Exercise instructions:
a) In the piece about working with an agent, how much more valuable is the feedback given after the first attempt than the initial prompt?
b) Pick up the piece about working with an agent after its last sentence and keep writing.

Excerpt provided:
*** Begin section ***

A loop looks like this:

  1. Specify — describe what you want at the right level of abstraction (not too vague, not line-by-line)
  2. Delegate — let the agent implement it
  3. Verify — review the output against your intent, your constraints, and your standards
  4. Iterate — feed back what needs to change and go again

The magic isn't in step 1 or step 2. It's in steps 3 and 4. The feedback you give after seeing the first attempt is worth ten times more than the initial prompt, because now you're reacting to concrete output instead of speculating about abstract requirements.

This is why prompt engineering, as a standalone discipline, has a ceiling. You can craft the perfect prompt and still get mediocre results if you can't evaluate and iterate on the output. Conversely, a mediocre prompt followed by three sharp feedback cycles produces better work than a perfect prompt with no follow-up.

The trust gradient#

Not all tasks require the same level of verification. I think about it as a gradient:

The mistake is applying the same verification intensity to everything. That's either too slow (reviewing boilerplate line by line) or too risky (glancing at a database migration). Match the oversight to the stakes.

*** End section ***

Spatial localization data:
*** Begin section ***

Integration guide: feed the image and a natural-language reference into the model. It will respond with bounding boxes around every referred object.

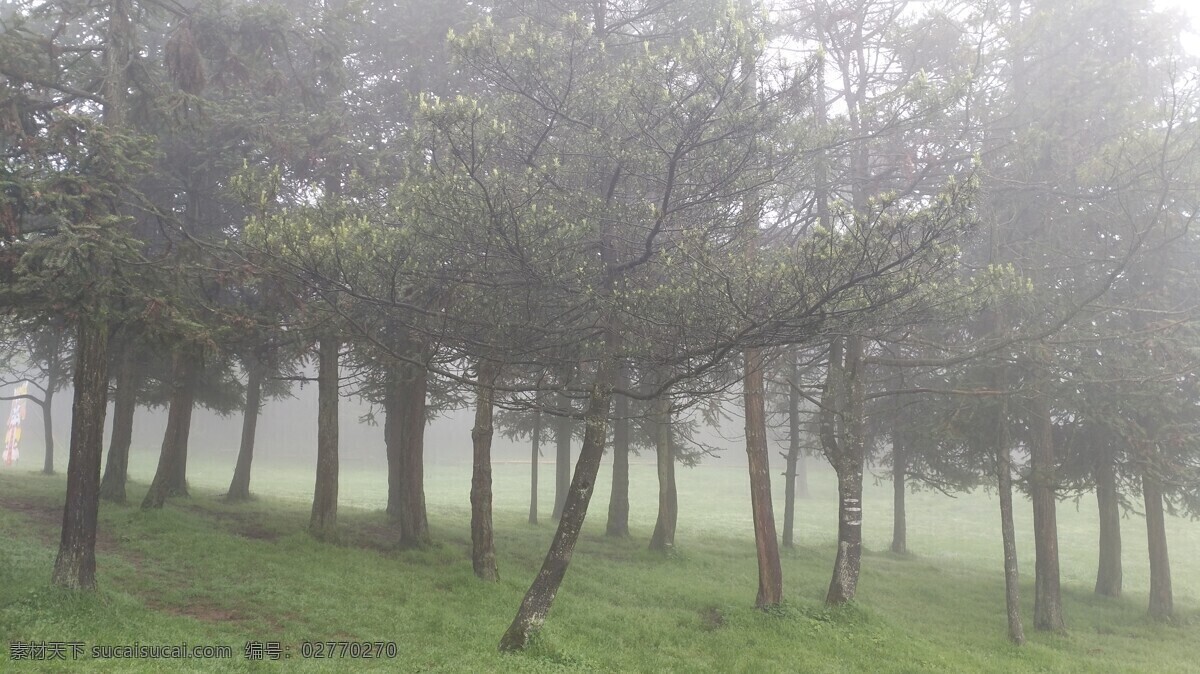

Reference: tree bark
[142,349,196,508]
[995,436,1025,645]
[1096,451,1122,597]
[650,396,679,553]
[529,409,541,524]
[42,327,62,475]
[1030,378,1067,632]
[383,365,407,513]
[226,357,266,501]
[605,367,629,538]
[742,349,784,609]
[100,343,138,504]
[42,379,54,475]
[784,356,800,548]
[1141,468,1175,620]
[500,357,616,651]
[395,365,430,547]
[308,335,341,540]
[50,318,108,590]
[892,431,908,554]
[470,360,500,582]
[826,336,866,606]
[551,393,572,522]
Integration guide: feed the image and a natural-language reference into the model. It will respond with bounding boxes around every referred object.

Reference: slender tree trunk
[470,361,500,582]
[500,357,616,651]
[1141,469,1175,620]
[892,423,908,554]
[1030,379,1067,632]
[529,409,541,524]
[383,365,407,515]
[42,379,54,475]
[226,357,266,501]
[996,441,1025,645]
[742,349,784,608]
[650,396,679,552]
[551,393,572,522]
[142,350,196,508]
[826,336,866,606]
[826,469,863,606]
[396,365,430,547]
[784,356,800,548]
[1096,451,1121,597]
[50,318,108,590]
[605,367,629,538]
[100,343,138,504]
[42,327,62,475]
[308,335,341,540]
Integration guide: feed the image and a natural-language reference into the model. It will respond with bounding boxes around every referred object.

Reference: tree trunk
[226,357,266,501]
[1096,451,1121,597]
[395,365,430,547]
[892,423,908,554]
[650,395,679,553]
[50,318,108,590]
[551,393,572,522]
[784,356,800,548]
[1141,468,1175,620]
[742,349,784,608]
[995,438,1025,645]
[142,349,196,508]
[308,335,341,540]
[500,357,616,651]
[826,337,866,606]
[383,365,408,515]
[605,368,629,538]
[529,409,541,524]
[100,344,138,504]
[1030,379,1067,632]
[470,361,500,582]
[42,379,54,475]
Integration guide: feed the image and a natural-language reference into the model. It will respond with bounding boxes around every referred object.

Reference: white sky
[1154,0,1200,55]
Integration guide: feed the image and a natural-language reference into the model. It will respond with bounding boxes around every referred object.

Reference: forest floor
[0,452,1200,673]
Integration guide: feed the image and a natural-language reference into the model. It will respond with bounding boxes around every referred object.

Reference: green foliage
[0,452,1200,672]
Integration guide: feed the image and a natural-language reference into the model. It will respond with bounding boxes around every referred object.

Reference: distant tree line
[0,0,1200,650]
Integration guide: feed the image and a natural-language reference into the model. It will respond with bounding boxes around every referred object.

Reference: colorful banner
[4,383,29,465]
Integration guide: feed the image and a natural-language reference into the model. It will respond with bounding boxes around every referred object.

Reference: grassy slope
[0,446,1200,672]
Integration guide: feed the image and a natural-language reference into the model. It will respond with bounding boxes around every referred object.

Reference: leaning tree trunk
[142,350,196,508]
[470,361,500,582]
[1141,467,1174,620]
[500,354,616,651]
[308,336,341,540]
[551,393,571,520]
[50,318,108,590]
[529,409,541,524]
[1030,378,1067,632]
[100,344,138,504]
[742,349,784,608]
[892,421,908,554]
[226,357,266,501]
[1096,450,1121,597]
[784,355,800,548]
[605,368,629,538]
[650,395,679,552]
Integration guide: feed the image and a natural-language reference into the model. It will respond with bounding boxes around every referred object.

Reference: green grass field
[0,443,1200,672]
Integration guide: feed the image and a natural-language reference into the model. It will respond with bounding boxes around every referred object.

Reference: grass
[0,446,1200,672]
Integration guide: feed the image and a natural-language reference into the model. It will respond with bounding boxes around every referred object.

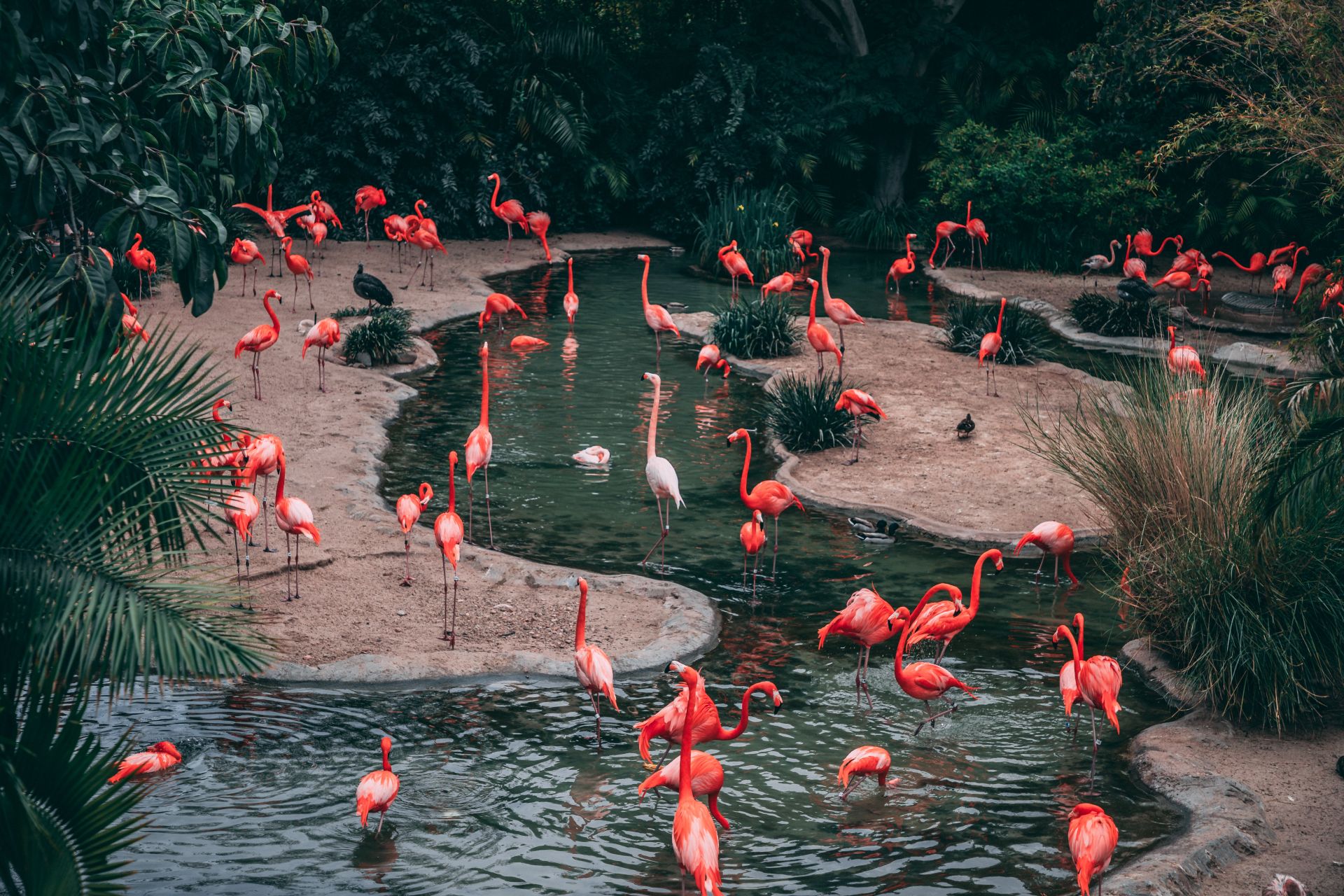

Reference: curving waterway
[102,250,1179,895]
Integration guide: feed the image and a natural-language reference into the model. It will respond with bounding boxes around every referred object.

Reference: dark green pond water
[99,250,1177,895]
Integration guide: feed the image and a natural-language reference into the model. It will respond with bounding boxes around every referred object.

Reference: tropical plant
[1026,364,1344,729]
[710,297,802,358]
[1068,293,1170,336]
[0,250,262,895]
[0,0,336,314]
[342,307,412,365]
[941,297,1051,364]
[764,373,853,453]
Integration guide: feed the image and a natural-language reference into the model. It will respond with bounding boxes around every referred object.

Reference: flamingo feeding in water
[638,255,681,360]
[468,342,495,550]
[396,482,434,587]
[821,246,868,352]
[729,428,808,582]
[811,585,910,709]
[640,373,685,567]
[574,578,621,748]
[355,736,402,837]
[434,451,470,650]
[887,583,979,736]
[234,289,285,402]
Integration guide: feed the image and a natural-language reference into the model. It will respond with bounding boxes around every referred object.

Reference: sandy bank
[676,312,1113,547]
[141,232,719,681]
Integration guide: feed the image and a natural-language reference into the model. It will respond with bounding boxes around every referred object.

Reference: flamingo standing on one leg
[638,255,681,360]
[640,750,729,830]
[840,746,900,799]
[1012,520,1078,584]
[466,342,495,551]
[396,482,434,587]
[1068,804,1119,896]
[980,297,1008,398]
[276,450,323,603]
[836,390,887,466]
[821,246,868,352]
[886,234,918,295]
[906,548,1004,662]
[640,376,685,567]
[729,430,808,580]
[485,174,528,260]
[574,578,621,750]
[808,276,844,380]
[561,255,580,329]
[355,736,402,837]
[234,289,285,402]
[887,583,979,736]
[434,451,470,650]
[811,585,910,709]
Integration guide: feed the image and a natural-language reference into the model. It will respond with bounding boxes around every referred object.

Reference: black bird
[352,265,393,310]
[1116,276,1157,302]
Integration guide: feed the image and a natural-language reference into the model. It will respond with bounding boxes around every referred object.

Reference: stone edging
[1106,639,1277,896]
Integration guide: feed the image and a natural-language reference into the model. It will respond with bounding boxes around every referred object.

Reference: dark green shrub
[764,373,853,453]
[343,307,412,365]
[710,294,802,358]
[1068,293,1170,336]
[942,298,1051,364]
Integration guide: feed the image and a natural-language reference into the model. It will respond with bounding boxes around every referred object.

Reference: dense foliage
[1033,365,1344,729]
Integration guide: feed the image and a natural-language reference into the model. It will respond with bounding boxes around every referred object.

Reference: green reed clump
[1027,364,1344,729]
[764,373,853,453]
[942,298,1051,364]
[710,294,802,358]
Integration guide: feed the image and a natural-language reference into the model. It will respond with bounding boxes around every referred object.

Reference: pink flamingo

*** End section ***

Written answers:
a) It is worth ten times more than the initial prompt.

b)
What breaks without verification#

I've seen the failure modes. I've caused the failure modes. Here's what happens when you delegate without verifying:

Subtle incorrectness. The code runs. The tests pass. The feature works — for the cases you tested. But the agent made an assumption about date formats, or timezone handling, or the shape of an API response that doesn't hold in production. This is the most dangerous failure mode because it's invisible until it's expensive.

Architectural erosion. Each individual change is fine. But over fifty changes, the agent has introduced three different state management patterns, two logging approaches, and a circular dependency. Nobody noticed because each diff looked reasonable in isolation.

Dependency creep. Agents love adding packages. "Oh, you need date formatting? Let me add moment.js." No. We use date-fns. This is in the CLAUDE.md. But if you're not checking, the agent will gradually turn your lean project into a node_modules black hole.

Building the muscle#

Delegate & verify isn't a technique. It's a practice. Like code review, it gets better the more you do it, because you develop an intuition for what to check and what to trust.

After months of working this way, I can scan a diff and immediately spot the patterns that need scrutiny: new imports I didn't expect, error handling that's too optimistic, type assertions that bypass the compiler, or abstractions that solve problems I don't have.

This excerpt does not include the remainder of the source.